Na cobertura do 18° Congresso Brasileiro de Clínica Médica, realizado em Olinda/PE, entre 09 e 11 de outubro de 2025, destacamos a mesa redonda “Neurologia na Emergência”, presidida pelo Dr. Marçal Paiva.
O Dr. Luis Felippe Pereira Ribeiro, neurovascular e neurointensivista pela UNICAMP, trouxe uma discussão abrangente sobre a trombólise no AVC isquêmico.
O entendimento sobre os principais trials dedicados ao tema na atualidade passa pelos seguintes conceitos:
- NIH: Escala que padroniza o exame físico neurológico seriado no AVC. O valor normal é zero e a pontuação máxima é de 42. O AVC minor é definido por pontuação ≤ 5 pontos, desde que áreas particularmente importantes para um determinado paciente não tenham sido comprometidas. AVC grande é definido por pontuação > 25 pontos. Quanto maior o NIH, mais proximal deve ser a obstrução, e menos provável a chance de resposta completa com a trombólise isoladamente.
- ASPECTS: escala radiológica tomográfica dedicada ao AVC de circulação anterior que avalia as áreas isquêmicas precoces por meio da identificação de características como hipoatenuação, perda da diferenciação córtico-subcortical ou apagamentos de sulcos. A pontuação máxima, normal, é de 10 pontos. Escores ≥ 6 pontos são tradicionalmente considerados favoráveis à trombólise. Valores abaixo de 5 representam infartos extensos.

###

◆ Requisitos das tarefas:
A. Por favor, responda a estas perguntas com base no texto sobre trombólise no AVC:
(i) Em que cidade e em que datas ocorreu o 18° Congresso Brasileiro de Clínica Médica?
(ii) Qual é a pontuação máxima da escala NIH?
(iii) A partir de que pontuação o ASPECTS é tradicionalmente considerado favorável à trombólise?
B. Escreva a continuação do texto sobre trombólise no AVC, começando logo após a última frase apresentada.
Os registros vêm de outra fonte, sem relação com o texto.

◆ Registros fornecidos:

###

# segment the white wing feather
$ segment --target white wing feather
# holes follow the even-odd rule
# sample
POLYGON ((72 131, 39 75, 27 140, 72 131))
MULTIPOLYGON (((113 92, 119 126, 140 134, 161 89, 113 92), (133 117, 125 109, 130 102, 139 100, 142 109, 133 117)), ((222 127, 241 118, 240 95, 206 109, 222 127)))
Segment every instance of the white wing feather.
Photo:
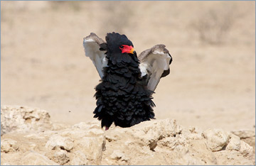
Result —
POLYGON ((142 77, 146 76, 147 87, 154 91, 161 77, 169 74, 172 57, 164 45, 157 45, 139 55, 142 77), (164 72, 168 72, 163 76, 164 72))
POLYGON ((93 33, 83 40, 85 56, 92 61, 101 79, 103 77, 103 67, 107 66, 106 55, 104 51, 100 50, 100 45, 103 43, 104 40, 93 33))

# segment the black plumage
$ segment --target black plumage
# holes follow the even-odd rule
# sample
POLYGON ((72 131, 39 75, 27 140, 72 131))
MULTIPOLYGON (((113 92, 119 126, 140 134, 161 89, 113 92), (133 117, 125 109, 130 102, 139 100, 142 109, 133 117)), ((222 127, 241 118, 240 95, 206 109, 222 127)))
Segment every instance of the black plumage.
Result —
POLYGON ((114 122, 120 127, 130 127, 154 118, 152 92, 147 89, 145 79, 141 77, 139 62, 135 52, 122 52, 122 45, 132 46, 126 35, 107 33, 107 43, 100 45, 106 50, 107 67, 96 87, 97 107, 95 118, 107 129, 114 122))

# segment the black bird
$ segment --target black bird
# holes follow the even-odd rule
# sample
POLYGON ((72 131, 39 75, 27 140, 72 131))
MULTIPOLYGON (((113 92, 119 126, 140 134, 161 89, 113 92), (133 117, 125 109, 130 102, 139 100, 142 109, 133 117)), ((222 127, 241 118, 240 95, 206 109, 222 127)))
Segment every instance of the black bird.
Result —
POLYGON ((92 33, 83 40, 85 55, 102 79, 95 88, 94 118, 105 130, 113 122, 125 128, 154 118, 151 94, 160 78, 170 72, 169 51, 164 45, 157 45, 138 58, 126 35, 107 33, 105 39, 107 43, 92 33))

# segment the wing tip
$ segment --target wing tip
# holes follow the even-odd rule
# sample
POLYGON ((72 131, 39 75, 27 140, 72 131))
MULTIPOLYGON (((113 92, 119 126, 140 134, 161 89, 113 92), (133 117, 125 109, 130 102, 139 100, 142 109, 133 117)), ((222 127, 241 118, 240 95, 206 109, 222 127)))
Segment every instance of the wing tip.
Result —
POLYGON ((98 45, 100 45, 104 42, 102 38, 100 38, 95 33, 90 33, 90 35, 83 38, 83 43, 87 42, 96 42, 98 45))

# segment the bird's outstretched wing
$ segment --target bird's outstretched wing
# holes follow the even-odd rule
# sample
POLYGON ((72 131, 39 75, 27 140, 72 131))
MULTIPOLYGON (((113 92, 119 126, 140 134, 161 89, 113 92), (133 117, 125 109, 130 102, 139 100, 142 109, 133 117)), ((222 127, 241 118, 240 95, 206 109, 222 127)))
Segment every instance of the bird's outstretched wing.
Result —
POLYGON ((146 77, 147 87, 154 91, 161 77, 170 73, 172 57, 164 45, 156 45, 139 55, 142 77, 146 77))
POLYGON ((104 52, 105 44, 105 42, 94 33, 83 38, 85 56, 91 59, 101 79, 103 77, 103 67, 107 66, 107 60, 104 52))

###

◆ Respostas às tarefas:
A.
(i) Em Olinda/PE, entre 09 e 11 de outubro de 2025.
(ii) 42 pontos.
(iii) A partir de 6 pontos (escores ≥ 6).

B.
- Escala de Rankin modificada: define a funcionalidade após o AVCi (0 – sem comprometimento algum; 6 – óbito).
Veja também: Trombectomia mecânica ou trombólise por cateter no tratamento da embolia pulmonar?
A fronteira da idade
Inicialmente, presumia-se que a idade acima dos 80 anos representasse um risco proibitivo para a fibrinólise, tendo em vista maior tendência a sangramento intracraniano decorrente de angiopatia amilóide, microbleeds e transformação hemorrágica. Entretanto, estudo publicado em 2020 na revista Stroke, com N > 1.000, identificou que os benefícios funcionais eram preservados nessa faixa etária, com perfil de segurança semelhante entre os grupos submetidos ou não à trombólise.
No momento atual, os dados são limitados para a instituição de fibrinólise em indivíduos além dos 90 anos, devendo a decisão ser tomada caso a caso nesse subgrupo de pacientes.
A fronteira do tempo
A pergunta-chave da entrevista médica é: “Quando o paciente foi visto bem pela última vez?”. Entretanto, uma das limitações mais claras é no wake-up stroke (a recomendação atual é considerar a metade do tempo entre o início do sono e o despertar como o time do ictus do evento) ou em pacientes que apresentaram o ictus do evento de forma não presenciada. Nesses casos, a neuroimagem fornece pistas importantes para a cronologia. Um exemplo clássico é a presença de alterações à sequência de difusão da RM, sem correspondentes no FLAIR, a sugerir um evento instalado há poucos minutos/horas.
O tratamento do AVCi mudou drasticamente a partir de 1995, quando o estudo NINDS, publicado no NEJM, demonstrou a eficácia do r-tPA nas primeiras 3 horas do ictus na melhora dos desfechos funcionais em 3 meses.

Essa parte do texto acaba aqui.